[Begin]

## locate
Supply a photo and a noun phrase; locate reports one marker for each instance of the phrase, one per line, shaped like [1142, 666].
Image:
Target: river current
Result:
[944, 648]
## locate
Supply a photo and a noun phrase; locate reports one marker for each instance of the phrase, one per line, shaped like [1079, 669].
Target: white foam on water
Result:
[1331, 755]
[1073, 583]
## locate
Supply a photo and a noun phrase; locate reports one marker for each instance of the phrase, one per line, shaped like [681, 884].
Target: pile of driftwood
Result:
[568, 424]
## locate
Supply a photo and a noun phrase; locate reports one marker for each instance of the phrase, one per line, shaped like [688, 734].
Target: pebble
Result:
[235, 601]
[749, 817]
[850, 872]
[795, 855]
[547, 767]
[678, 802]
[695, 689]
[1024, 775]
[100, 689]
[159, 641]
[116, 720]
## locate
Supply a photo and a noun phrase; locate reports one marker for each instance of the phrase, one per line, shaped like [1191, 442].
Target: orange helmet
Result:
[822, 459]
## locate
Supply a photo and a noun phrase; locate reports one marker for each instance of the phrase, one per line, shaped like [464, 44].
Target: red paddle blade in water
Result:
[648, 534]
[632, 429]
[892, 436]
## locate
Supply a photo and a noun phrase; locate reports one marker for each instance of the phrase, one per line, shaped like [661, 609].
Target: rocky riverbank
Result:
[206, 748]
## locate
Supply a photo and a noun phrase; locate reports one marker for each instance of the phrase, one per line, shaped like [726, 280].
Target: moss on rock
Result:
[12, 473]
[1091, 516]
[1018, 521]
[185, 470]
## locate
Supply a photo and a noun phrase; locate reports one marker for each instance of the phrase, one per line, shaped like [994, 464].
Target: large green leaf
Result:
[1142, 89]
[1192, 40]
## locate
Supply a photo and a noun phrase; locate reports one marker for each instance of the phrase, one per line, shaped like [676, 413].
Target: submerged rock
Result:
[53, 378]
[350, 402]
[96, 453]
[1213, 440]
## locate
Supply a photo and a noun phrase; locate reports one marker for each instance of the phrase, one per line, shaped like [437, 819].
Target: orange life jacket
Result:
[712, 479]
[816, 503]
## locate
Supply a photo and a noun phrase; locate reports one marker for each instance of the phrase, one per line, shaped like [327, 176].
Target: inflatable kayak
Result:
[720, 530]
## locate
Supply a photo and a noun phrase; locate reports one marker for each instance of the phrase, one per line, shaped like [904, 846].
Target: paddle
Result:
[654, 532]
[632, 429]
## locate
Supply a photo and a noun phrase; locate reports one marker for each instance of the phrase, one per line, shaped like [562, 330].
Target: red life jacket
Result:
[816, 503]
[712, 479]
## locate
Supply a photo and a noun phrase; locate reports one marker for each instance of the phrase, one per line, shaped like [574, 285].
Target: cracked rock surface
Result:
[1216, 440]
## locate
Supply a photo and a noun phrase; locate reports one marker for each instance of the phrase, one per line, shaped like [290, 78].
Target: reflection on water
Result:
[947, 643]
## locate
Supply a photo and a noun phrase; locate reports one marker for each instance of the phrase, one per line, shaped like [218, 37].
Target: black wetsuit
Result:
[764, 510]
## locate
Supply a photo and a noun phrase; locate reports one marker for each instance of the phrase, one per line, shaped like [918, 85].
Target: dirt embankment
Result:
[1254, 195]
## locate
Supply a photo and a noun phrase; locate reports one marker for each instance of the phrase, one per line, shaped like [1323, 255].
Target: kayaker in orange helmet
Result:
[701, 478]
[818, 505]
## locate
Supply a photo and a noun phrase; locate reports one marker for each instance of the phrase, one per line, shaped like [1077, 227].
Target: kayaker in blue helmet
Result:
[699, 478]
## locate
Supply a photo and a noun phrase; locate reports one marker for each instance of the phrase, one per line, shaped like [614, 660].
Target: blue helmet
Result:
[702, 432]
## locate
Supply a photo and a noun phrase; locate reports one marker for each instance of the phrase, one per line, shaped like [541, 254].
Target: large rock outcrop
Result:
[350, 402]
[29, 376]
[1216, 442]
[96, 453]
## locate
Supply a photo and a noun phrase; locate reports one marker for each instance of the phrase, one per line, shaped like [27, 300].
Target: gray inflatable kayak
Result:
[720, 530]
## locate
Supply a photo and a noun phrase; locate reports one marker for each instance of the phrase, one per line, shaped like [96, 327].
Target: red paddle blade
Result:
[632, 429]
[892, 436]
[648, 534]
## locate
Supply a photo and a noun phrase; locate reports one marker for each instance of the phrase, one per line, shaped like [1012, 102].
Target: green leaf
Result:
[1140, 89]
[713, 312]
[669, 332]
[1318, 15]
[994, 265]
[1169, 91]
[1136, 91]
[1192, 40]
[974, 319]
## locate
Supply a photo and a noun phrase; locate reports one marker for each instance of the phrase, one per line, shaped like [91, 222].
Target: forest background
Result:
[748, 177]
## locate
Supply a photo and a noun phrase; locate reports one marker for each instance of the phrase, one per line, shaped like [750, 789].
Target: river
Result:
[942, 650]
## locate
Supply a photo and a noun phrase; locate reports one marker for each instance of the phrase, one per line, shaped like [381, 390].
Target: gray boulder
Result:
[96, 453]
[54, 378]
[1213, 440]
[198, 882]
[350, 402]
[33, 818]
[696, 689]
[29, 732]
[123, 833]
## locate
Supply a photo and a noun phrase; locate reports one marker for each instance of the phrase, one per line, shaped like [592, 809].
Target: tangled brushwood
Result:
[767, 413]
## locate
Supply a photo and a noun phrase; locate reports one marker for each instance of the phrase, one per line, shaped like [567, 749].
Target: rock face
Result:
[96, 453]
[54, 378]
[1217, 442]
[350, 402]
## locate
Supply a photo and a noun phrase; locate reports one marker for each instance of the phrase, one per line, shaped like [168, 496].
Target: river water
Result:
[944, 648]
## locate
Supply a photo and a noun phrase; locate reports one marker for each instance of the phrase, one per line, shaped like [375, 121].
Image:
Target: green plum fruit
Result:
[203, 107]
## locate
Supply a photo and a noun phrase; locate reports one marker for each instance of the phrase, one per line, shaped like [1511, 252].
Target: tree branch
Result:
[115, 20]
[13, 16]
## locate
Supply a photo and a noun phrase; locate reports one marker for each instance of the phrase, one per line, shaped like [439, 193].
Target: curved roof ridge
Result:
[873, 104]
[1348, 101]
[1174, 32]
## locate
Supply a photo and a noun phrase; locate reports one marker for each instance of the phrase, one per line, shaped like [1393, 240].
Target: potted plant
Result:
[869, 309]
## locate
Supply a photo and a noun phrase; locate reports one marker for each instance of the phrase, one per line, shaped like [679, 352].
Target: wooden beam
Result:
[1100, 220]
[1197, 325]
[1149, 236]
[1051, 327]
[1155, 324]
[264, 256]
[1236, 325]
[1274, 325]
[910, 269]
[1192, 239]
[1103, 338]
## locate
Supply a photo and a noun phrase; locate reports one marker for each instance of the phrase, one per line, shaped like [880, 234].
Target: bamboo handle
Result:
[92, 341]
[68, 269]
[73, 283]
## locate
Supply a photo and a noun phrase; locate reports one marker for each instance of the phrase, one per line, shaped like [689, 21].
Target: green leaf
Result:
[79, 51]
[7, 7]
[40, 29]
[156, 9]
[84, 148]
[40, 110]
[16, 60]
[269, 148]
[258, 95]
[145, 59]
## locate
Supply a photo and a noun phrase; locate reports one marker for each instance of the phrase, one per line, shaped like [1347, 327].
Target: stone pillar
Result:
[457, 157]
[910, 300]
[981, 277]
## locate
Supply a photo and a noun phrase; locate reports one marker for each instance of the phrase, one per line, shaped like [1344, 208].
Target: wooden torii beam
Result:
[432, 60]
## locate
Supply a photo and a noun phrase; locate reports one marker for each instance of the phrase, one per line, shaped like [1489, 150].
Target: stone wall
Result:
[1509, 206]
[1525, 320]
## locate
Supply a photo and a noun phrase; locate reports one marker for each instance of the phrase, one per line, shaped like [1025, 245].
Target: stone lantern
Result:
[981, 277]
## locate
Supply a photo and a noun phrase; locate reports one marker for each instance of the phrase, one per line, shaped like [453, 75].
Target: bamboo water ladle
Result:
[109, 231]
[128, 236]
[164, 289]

[End]

◆ **To be done**
Find each line in the entries that contains the string "orange" and copy those lines. Matching is case-sensitive.

◆ **Task output**
Target: orange helmet
Target: orange life jacket
Target: kayaker in orange helmet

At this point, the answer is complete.